Julian Brave NoiseCat, co-director of the Oscar-nominated documentary Sugarcane, attends the premiere of Free Leonard Peltier at the 2024 Sundance Film Festival in Park City, Utah. NoiseCat’s film won the U.S. Documentary Directing Award. (Photo credit/ Jodi Rave Spotted Bear)
Filmmakers Julian Brave NoiseCat and Emily Kassie deftly cut through decades of deceit to unravel the truth on the often deadly abuse of Indigenous children – and infants born in secret – who attended a religious boarding school. They bring a hard-to-imagine world to life through their lens in the Oscar-nominated film “Sugarcane.”
The film premiered at the 2024 Sundance Film Festival and this year secured an Academy Award nod for best documentary. The Oscar show is scheduled for Sunday, March 2, making NoiseCat the first known North American Indigenous filmmaker to receive the nomination. The film’s strengths stem from investigative reporting, cinematic beauty, and the stories of survivors of the St. Joseph Mission school near Williams Lake, British Columbia.
The film’s visual bursts elicit both light and darkness in a film that chronicles the physical, sexual and emotional abuse of kids who were supposed to be receiving an education at the Catholic-run boarding school. This is a story of those who witnessed and lived through the experience and now share what happened to them as they process of lifetime of grief and healing.
While NoiseCat’s film premiered last year at Sundance, he attended the festival in January, where film goers attended the sold-out “Free Leonard Peltier” 2025 premiere. On his Oscar nomination, NoiseCat told me he was honored to follow the path of the filmmakers and storytellers before him.
“I also think that this is an important moment for this story to be known, especially here in the United States, where it has gone unrecognized and untold for so long,” he said. “There was a cultural genocide that was perpetrated against the first peoples of this land.”
“Sugarcane” breaks that story open. It gives many of the survivors a first-time chance to confront the past and take steps to heal from immense pain and hurt caused by priests and nuns assigned to educate them in a boarding school system operated near the traditional homelands in Canada. While some children who died had proper burials, hundreds of unmarked graves have been discovered at several locations through advanced technology.
“At the same time as these schools were open, Hollywood was portraying Native people dying on the far side of the frontier at the end of a fake gun pointed by John Wayne,” NoiseCat said. “There’s a historic opportunity here to, maybe not right the wrong, but to correct the record.”
The documentary has no shortage of shocking stories on missing and murdered Indigenous children. Some were infants, the babies of young girls impregnated by priests at the St. Joseph’s Mission. Many children across several generations attended the residential school from the nearby Sugarcane Reserve.
In one film scene, NoiseCat talks with a St. Joseph survivor, Jean William, who spoke of the strict Catholic rules thrust upon students. The priests spoke about the evils of sin. “The ones telling us it was a sin, they were the ones that did all the action,” said William.

------------

### EXERCISE GOAL
Can you retype the part of the Sugarcane article between "The film premiered" and "Lake, British Columbia.", inclusive? The items are separate material, unrelated to the Sugarcane article.

------------

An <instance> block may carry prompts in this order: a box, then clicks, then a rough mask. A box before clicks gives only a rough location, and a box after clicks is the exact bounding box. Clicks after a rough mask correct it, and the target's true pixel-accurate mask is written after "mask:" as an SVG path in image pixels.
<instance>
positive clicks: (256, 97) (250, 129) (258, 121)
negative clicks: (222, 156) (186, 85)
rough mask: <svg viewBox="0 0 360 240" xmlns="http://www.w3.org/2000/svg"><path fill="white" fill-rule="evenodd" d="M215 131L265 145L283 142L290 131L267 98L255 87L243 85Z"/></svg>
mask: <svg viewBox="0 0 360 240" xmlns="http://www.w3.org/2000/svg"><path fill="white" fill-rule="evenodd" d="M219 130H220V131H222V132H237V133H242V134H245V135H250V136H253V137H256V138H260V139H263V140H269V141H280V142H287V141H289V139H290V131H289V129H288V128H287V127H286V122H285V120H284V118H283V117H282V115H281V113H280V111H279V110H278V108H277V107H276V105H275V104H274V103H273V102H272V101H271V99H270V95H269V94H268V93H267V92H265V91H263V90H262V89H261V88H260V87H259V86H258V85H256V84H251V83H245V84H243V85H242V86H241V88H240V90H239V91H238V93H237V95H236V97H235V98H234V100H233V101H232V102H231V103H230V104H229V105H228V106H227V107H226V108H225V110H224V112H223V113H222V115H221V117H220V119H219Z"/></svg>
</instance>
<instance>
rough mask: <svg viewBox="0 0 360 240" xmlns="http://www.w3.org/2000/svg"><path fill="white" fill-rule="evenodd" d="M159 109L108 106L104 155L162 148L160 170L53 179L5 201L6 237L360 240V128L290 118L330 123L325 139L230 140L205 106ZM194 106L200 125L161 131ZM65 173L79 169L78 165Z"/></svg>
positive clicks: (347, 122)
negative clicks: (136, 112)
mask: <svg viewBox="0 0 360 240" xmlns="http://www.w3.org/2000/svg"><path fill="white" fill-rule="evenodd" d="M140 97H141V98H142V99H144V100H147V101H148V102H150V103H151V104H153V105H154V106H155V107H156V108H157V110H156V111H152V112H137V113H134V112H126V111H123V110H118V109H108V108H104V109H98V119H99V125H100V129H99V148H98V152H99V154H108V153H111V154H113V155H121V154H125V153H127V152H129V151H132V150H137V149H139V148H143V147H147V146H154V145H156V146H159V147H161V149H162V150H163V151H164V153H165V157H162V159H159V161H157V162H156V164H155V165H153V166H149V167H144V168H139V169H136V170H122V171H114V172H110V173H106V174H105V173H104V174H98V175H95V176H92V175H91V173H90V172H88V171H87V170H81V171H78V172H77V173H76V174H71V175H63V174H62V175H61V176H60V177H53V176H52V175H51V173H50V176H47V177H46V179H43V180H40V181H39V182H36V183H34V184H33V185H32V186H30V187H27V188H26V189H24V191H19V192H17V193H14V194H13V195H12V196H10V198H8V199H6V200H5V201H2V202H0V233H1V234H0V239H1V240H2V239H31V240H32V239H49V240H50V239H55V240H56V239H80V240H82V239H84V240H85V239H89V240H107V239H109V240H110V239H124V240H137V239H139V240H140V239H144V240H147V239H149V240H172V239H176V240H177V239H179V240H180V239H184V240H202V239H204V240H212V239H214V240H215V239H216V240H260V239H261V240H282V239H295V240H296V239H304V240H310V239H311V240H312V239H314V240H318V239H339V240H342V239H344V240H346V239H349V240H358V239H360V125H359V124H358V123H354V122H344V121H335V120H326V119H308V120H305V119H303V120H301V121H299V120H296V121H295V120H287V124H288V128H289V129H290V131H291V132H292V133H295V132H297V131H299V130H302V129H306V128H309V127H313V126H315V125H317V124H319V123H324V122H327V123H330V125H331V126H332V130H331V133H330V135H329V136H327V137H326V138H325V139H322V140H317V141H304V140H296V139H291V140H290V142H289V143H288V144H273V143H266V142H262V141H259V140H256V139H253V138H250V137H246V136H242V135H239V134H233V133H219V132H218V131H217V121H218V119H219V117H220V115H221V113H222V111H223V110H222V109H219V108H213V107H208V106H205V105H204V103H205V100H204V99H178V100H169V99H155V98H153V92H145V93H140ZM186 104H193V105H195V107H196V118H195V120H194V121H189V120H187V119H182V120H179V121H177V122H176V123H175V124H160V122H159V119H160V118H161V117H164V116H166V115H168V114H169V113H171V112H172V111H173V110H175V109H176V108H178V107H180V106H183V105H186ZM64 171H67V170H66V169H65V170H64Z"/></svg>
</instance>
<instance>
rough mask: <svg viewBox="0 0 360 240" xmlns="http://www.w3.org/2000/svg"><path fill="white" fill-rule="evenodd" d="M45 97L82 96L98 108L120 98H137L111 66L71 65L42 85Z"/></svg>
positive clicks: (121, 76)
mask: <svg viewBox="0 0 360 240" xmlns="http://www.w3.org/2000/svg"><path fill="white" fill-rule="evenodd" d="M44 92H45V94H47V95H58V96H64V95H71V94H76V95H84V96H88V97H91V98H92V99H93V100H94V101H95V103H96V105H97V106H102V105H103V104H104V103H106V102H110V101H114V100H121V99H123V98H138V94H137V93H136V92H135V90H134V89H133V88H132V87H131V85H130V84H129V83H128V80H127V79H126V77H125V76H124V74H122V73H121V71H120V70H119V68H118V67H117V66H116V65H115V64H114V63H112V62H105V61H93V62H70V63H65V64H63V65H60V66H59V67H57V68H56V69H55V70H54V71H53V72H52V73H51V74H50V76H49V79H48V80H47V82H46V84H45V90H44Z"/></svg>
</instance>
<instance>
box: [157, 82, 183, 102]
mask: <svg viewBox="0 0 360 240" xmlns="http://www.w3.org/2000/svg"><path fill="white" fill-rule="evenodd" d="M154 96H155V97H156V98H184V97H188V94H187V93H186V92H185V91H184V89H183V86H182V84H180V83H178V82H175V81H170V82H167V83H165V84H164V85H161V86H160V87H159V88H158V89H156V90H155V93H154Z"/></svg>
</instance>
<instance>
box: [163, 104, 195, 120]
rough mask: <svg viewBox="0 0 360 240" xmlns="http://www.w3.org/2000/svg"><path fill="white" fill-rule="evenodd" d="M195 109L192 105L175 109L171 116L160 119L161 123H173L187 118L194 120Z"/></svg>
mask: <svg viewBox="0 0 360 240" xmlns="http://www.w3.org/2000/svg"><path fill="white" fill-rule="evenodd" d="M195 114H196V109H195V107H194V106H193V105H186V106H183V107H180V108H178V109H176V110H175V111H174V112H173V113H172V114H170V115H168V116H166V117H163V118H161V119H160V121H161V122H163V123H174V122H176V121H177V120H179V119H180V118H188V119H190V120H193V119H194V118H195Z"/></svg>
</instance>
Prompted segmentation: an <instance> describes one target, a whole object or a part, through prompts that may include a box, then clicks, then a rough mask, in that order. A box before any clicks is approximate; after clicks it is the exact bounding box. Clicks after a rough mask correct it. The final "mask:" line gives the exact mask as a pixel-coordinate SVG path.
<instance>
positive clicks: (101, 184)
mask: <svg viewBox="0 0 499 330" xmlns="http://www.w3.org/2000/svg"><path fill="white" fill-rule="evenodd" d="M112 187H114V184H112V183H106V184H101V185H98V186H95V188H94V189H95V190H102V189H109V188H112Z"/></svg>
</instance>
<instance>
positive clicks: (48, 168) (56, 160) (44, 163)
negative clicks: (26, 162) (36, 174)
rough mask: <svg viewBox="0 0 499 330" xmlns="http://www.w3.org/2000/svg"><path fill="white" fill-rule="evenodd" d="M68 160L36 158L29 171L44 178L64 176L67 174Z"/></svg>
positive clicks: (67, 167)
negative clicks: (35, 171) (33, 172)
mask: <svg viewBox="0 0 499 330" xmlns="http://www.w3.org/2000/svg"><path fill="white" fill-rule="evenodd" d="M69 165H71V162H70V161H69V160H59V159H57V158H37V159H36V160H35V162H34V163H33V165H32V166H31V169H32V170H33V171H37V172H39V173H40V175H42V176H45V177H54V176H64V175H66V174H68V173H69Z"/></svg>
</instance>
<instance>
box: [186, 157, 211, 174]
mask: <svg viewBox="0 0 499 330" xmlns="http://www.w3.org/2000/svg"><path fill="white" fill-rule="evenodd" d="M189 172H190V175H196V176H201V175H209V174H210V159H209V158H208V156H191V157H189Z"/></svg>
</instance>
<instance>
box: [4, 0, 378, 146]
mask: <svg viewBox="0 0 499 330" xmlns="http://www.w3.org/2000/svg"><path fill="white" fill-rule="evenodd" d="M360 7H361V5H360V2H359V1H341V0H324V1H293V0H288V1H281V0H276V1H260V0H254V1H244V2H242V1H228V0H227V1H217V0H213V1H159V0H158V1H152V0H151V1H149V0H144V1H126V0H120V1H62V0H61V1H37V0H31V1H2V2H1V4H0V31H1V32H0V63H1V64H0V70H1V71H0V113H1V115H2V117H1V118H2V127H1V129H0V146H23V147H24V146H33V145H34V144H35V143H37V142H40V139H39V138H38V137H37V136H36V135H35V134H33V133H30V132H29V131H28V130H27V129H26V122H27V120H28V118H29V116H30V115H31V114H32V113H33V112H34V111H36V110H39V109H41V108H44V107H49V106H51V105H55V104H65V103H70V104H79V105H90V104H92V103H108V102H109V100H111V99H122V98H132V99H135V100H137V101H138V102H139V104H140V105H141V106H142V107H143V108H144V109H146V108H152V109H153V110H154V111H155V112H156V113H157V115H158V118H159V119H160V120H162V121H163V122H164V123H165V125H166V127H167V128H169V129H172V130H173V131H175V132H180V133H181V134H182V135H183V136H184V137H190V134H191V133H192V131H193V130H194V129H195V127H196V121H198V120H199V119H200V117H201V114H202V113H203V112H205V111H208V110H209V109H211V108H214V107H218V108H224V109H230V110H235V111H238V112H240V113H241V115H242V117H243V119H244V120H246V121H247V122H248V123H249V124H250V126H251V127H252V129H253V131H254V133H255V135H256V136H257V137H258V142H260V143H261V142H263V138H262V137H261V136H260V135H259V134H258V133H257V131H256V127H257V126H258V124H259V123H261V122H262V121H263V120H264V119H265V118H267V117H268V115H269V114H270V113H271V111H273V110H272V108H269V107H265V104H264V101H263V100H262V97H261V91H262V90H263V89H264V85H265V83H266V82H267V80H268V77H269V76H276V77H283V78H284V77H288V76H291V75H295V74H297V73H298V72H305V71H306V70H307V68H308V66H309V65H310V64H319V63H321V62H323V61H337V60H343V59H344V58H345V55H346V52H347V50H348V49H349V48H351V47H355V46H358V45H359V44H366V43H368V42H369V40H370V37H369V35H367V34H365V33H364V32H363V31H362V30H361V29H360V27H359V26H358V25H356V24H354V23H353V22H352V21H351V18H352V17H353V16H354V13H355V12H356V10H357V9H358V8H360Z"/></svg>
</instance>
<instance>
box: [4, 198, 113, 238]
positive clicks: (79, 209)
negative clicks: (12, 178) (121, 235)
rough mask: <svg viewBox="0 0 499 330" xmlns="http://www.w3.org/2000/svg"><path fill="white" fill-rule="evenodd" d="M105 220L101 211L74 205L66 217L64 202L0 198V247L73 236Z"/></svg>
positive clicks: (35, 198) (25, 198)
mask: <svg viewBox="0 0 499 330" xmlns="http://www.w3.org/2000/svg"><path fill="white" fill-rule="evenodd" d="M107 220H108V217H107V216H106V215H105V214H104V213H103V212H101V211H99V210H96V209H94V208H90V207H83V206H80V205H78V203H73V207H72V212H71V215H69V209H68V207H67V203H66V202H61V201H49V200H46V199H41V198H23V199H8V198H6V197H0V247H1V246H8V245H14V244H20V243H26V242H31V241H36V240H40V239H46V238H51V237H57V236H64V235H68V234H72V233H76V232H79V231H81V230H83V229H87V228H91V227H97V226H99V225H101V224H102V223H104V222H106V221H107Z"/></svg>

------------

### WRITTEN ANSWER
The film premiered at the 2024 Sundance Film Festival and this year secured an Academy Award nod for best documentary. The Oscar show is scheduled for Sunday, March 2, making NoiseCat the first known North American Indigenous filmmaker to receive the nomination. The film’s strengths stem from investigative reporting, cinematic beauty, and the stories of survivors of the St. Joseph Mission school near Williams Lake, British Columbia.